## begin

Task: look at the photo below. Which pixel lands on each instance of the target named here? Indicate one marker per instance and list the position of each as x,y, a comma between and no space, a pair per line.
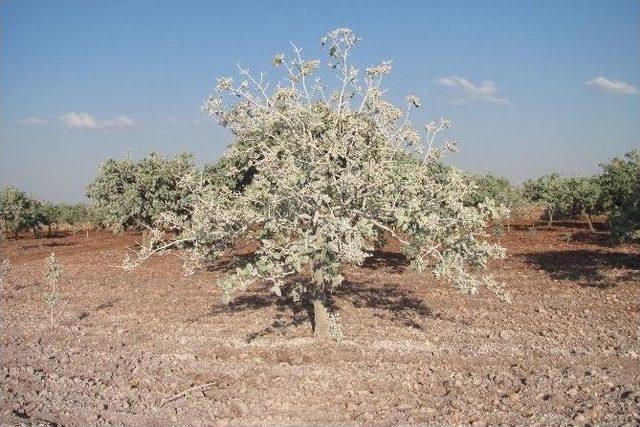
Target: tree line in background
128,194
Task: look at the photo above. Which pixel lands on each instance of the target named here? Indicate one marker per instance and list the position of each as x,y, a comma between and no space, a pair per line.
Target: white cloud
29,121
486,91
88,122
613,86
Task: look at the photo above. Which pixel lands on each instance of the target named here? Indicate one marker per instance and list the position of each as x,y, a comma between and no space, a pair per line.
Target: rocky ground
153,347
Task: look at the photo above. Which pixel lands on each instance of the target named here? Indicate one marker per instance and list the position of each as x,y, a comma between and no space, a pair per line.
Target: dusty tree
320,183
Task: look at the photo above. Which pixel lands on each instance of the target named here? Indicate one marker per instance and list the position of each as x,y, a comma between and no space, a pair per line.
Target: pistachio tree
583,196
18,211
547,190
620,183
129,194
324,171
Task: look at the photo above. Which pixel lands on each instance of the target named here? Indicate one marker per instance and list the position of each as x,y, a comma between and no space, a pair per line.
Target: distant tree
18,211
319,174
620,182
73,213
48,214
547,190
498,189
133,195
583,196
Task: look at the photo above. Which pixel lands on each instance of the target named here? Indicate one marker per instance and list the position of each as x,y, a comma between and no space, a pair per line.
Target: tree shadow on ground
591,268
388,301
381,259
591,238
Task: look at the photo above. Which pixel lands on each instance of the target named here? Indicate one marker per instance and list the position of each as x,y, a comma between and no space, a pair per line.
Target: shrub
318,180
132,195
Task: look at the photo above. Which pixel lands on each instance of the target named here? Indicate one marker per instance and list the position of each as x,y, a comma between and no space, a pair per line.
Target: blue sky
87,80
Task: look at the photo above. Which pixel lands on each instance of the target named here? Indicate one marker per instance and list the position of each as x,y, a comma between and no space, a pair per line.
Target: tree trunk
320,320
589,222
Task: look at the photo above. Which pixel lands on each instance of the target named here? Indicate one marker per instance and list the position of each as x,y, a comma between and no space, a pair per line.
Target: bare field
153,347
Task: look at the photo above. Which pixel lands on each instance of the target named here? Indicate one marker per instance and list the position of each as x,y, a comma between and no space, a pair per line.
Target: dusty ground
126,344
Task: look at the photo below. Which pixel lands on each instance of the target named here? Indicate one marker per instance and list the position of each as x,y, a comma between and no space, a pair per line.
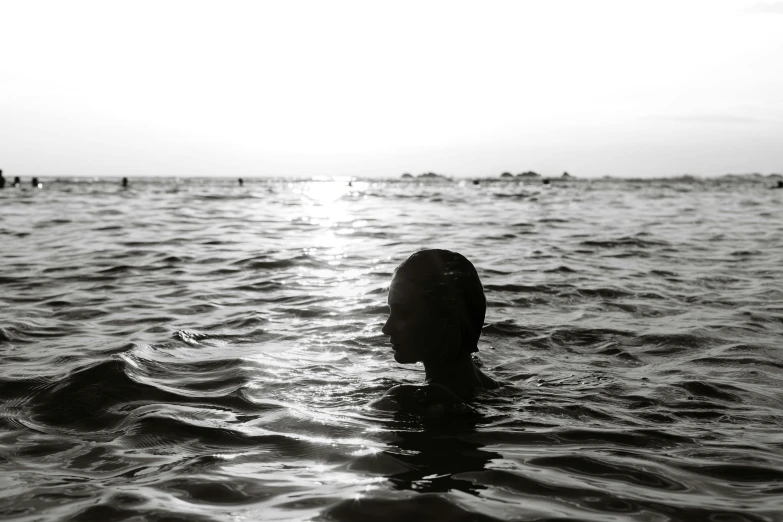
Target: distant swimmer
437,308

## end
## begin

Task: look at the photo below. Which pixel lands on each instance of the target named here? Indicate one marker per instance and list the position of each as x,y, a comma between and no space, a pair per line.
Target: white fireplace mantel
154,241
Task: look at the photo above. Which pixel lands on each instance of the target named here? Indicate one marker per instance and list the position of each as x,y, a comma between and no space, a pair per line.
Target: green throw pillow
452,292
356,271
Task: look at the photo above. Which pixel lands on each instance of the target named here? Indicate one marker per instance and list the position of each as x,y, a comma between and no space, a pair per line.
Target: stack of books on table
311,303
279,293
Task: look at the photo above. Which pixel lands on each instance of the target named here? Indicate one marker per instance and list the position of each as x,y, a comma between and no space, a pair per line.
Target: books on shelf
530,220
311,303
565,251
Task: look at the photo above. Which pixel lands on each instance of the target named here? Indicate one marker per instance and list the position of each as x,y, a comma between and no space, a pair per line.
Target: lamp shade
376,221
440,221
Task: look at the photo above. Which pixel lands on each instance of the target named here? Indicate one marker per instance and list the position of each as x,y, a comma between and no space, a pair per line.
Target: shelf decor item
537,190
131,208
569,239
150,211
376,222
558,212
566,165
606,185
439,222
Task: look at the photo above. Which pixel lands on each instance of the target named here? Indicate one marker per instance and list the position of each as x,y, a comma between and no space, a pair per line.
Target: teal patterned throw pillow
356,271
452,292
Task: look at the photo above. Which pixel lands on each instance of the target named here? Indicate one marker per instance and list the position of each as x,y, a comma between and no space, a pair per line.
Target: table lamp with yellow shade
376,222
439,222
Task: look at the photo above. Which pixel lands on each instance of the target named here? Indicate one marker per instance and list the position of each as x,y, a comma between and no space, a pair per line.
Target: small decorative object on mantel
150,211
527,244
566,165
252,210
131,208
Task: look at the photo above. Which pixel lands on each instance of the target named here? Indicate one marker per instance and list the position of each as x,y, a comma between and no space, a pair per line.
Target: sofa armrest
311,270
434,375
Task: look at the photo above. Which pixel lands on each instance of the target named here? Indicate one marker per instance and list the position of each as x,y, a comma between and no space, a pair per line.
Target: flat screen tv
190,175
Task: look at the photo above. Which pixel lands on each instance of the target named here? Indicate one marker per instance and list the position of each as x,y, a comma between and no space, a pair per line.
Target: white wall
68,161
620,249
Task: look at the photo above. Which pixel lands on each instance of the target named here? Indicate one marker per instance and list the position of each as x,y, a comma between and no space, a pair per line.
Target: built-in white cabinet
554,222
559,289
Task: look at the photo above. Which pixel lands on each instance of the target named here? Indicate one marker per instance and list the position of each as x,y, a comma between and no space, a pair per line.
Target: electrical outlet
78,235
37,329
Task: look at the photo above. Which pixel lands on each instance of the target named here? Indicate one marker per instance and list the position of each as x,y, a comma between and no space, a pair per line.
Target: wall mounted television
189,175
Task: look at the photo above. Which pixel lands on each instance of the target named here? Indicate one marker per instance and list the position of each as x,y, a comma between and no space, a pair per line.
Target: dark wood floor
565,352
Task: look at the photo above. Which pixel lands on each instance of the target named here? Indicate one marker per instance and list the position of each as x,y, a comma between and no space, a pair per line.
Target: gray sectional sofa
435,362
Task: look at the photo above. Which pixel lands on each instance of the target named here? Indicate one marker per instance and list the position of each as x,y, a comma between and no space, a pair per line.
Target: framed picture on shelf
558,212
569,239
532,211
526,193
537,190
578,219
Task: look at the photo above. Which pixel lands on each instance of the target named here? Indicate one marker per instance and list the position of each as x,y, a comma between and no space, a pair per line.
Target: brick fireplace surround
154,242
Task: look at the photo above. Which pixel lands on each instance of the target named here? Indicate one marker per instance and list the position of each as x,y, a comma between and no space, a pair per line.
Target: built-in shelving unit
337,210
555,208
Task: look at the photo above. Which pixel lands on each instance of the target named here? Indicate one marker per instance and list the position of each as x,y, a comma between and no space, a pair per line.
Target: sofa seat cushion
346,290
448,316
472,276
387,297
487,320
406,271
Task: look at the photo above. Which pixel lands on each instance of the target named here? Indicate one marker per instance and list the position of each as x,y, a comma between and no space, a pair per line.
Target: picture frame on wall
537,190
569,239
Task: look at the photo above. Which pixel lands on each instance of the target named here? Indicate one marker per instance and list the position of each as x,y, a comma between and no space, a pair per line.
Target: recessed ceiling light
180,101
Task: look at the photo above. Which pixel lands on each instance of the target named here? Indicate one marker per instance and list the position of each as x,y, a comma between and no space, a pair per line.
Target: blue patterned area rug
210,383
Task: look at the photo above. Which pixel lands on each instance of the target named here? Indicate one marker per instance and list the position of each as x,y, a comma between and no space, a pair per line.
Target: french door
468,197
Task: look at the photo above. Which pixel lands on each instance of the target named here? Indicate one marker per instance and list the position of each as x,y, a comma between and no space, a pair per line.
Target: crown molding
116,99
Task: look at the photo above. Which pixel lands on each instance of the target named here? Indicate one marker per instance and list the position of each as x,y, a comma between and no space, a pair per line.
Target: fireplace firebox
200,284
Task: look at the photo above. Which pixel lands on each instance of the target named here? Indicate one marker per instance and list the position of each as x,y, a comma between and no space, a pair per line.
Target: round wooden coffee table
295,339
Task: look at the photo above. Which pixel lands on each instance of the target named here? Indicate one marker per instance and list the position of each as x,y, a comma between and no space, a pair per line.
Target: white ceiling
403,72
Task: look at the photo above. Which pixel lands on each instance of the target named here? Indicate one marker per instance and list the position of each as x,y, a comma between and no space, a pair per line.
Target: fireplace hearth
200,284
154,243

## end
## begin

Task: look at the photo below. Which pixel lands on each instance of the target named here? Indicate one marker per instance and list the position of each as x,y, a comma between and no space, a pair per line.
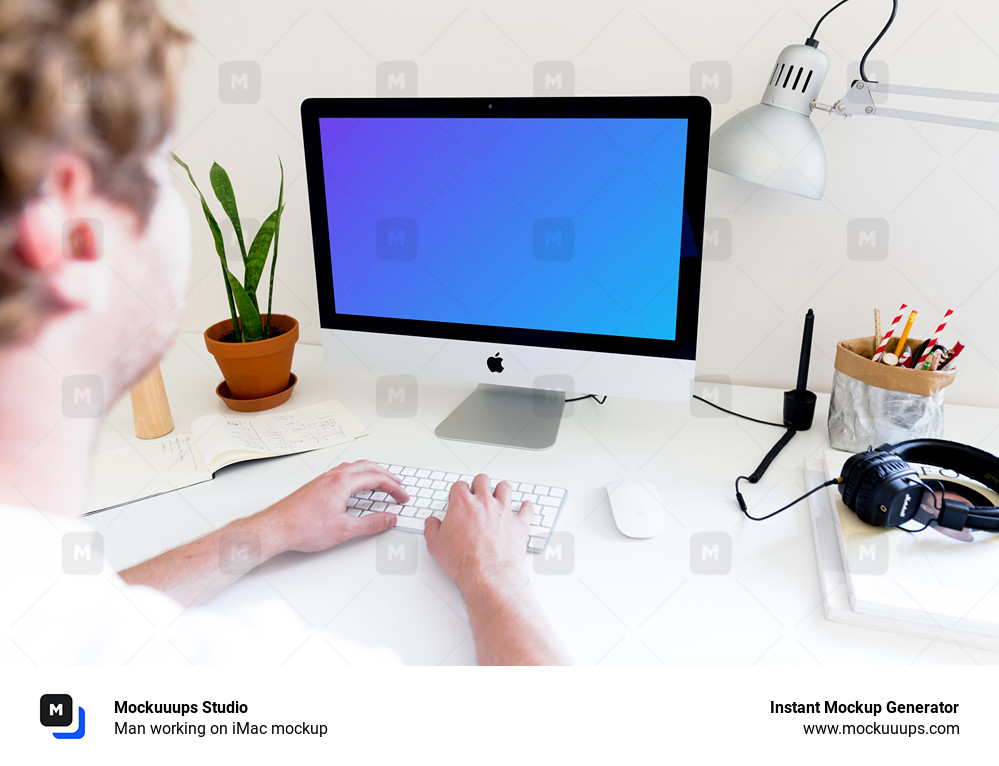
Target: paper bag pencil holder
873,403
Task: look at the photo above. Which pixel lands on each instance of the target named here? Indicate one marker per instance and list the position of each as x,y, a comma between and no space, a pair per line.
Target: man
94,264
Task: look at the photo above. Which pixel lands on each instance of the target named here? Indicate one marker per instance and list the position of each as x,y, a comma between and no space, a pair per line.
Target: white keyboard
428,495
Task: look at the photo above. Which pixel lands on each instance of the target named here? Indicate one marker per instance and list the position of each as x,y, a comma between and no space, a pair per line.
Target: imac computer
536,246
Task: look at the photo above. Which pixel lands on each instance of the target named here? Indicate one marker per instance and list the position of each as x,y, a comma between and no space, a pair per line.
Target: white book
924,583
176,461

## end

= Task objective =
Count the lines in the records above that contain the word "throw", treating case as significant, and reply with the number alone.

= Task output =
2